**Exercise prompt:** Reproduce all of the listing below without alteration.

[Stored records]
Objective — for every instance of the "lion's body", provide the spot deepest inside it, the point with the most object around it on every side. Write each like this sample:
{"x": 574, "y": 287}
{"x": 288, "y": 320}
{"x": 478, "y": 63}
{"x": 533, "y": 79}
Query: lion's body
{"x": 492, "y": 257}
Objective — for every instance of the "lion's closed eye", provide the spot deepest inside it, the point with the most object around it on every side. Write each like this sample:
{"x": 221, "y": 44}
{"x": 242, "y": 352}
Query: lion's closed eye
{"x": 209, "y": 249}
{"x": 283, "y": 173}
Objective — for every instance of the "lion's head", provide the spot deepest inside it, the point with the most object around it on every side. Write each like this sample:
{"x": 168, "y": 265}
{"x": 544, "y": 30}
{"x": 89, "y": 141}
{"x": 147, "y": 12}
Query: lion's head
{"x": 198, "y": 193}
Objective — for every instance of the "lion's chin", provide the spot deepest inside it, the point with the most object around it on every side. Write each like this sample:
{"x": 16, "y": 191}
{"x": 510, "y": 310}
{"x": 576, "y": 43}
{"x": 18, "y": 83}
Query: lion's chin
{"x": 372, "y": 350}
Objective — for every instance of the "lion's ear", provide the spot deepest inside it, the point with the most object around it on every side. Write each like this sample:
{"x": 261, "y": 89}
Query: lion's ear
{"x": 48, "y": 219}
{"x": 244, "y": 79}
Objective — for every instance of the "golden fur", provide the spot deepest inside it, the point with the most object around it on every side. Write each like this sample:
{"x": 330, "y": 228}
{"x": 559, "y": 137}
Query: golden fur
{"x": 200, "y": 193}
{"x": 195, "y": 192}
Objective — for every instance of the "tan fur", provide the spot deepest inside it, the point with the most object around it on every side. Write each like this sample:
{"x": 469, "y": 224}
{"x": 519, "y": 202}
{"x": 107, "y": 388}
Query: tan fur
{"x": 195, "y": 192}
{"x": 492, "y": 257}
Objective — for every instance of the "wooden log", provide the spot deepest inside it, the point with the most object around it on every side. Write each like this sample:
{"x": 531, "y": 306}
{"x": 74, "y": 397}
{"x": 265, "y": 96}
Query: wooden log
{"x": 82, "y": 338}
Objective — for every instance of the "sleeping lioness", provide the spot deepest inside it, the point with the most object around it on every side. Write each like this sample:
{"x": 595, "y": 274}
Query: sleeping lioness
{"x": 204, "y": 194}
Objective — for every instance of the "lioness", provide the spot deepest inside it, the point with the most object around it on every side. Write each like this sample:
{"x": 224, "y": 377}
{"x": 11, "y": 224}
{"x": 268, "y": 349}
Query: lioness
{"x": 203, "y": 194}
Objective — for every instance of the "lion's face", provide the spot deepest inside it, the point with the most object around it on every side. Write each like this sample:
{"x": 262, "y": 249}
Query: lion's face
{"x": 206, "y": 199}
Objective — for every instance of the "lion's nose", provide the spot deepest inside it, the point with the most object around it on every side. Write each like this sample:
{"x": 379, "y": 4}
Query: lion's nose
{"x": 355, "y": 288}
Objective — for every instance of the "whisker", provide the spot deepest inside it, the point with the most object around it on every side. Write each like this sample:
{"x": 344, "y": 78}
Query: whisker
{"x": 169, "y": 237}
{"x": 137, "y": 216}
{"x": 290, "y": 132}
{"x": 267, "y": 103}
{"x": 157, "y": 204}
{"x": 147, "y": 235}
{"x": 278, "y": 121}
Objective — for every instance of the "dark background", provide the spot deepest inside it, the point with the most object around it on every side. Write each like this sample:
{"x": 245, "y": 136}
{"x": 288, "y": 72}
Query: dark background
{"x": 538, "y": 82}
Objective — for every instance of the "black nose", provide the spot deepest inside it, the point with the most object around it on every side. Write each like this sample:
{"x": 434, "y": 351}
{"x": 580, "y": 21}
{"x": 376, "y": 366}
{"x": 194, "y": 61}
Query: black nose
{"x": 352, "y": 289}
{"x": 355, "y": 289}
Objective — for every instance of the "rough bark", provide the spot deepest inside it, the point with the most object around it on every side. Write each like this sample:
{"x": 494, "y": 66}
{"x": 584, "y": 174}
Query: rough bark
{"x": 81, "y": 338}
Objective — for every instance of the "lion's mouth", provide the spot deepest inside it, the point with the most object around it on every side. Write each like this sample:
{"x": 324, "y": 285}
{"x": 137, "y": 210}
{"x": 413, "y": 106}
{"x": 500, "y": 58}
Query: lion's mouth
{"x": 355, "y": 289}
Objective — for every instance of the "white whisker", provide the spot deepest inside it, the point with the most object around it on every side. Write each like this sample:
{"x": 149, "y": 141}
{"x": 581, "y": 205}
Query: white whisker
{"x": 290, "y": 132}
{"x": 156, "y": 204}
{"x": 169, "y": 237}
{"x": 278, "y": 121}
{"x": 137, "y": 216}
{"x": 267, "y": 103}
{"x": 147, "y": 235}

**Written response:**
Objective — for every instance of the "lion's body", provide the spot deepest inside it, the point with the most object around it on every side. Write each like this sample:
{"x": 574, "y": 287}
{"x": 288, "y": 320}
{"x": 478, "y": 63}
{"x": 533, "y": 79}
Query: lion's body
{"x": 492, "y": 257}
Objective — for every instance of the "lion's closed eye", provide the spot deepest inside it, the point with the most object around it on every side. Write each like this sample:
{"x": 221, "y": 44}
{"x": 242, "y": 352}
Query: lion's closed eye
{"x": 209, "y": 249}
{"x": 283, "y": 173}
Objective — for every instance of the "lion's head", provide the spot deepest inside it, the point with the most object around it on every side. Write each like this sample:
{"x": 168, "y": 265}
{"x": 544, "y": 30}
{"x": 89, "y": 141}
{"x": 147, "y": 12}
Query: lion's head
{"x": 198, "y": 193}
Objective — for every instance of the "lion's chin", provide the spot deepest inside it, the point with the most object around it on every side. Write each like this sample:
{"x": 16, "y": 191}
{"x": 510, "y": 310}
{"x": 576, "y": 43}
{"x": 18, "y": 83}
Query: lion's chin
{"x": 372, "y": 350}
Objective — for every instance of the "lion's ear", provide the spot deepest inside it, the point with the most object around it on every side. Write each like this sample:
{"x": 261, "y": 89}
Query: lion's ear
{"x": 48, "y": 219}
{"x": 244, "y": 79}
Objective — for every instance of the "golden fur", provide the spot deepest inside it, the point with the most object around it on every side. Write each like this sample:
{"x": 330, "y": 228}
{"x": 559, "y": 137}
Query: golden fur
{"x": 200, "y": 193}
{"x": 195, "y": 192}
Objective — for every instance of the "tan fur", provide the spot deepest inside it, the point with the most object around it on every side. Write each like this sample:
{"x": 469, "y": 224}
{"x": 519, "y": 202}
{"x": 107, "y": 388}
Query: tan fur
{"x": 195, "y": 192}
{"x": 492, "y": 257}
Objective — for every instance of the "wooden log", provide the spot deepest inside it, the point with the most object around it on every side. Write each like this sample:
{"x": 531, "y": 306}
{"x": 74, "y": 397}
{"x": 265, "y": 96}
Query: wooden log
{"x": 82, "y": 338}
Objective — for every instance of the "sleeping lioness", provide the spot deepest inside it, the point with the most object around it on every side. Write each like this sample:
{"x": 595, "y": 274}
Query: sleeping lioness
{"x": 204, "y": 194}
Objective — for every instance of the "lioness", provide the spot deepest inside it, the point with the most object around it on every side. Write each like this sample:
{"x": 224, "y": 377}
{"x": 11, "y": 224}
{"x": 268, "y": 349}
Query: lioness
{"x": 203, "y": 194}
Objective — for every instance of the "lion's face", provide the spot deepest inside it, the point with the most object around it on every side. Write each like this sample:
{"x": 262, "y": 249}
Query: lion's face
{"x": 206, "y": 199}
Objective — for every instance of the "lion's nose", provide the spot deepest inside it, the point with the most object around it on every side. Write each like this sample:
{"x": 379, "y": 4}
Query: lion's nose
{"x": 355, "y": 288}
Objective — for every instance of the "whisker", provide the spot deepest inside it, the point with the most object around it on every side. Write each like this sample:
{"x": 344, "y": 78}
Query: whisker
{"x": 169, "y": 237}
{"x": 137, "y": 216}
{"x": 290, "y": 132}
{"x": 267, "y": 103}
{"x": 157, "y": 204}
{"x": 147, "y": 235}
{"x": 278, "y": 121}
Objective — for every instance of the "dark background", provide the spot deepest inside it, the point with the most object around it on every side. Write each like this sample:
{"x": 245, "y": 136}
{"x": 288, "y": 72}
Query: dark background
{"x": 538, "y": 82}
Objective — for every instance of the "black nose", provide the spot deepest inside it, the point with the most object around it on every side. Write each like this sample:
{"x": 434, "y": 351}
{"x": 580, "y": 21}
{"x": 376, "y": 366}
{"x": 194, "y": 61}
Query: black nose
{"x": 352, "y": 289}
{"x": 355, "y": 289}
Objective — for every instance of the "rough bark", provide the spot deepest inside it, the point with the most object around it on every side. Write each like this sample:
{"x": 494, "y": 66}
{"x": 584, "y": 174}
Query: rough bark
{"x": 81, "y": 338}
Objective — for every instance of the "lion's mouth", provide the spot deepest inside it, the point with the most object around it on every side. Write each like this sample:
{"x": 324, "y": 285}
{"x": 137, "y": 210}
{"x": 413, "y": 106}
{"x": 500, "y": 58}
Query: lion's mouth
{"x": 355, "y": 289}
Objective — for every instance of the "white whisker", provide the spot deepest inside it, the point with the most object around it on every side. Write each like this sample:
{"x": 149, "y": 141}
{"x": 581, "y": 205}
Query: white whisker
{"x": 290, "y": 132}
{"x": 156, "y": 204}
{"x": 169, "y": 237}
{"x": 278, "y": 121}
{"x": 137, "y": 216}
{"x": 267, "y": 103}
{"x": 147, "y": 235}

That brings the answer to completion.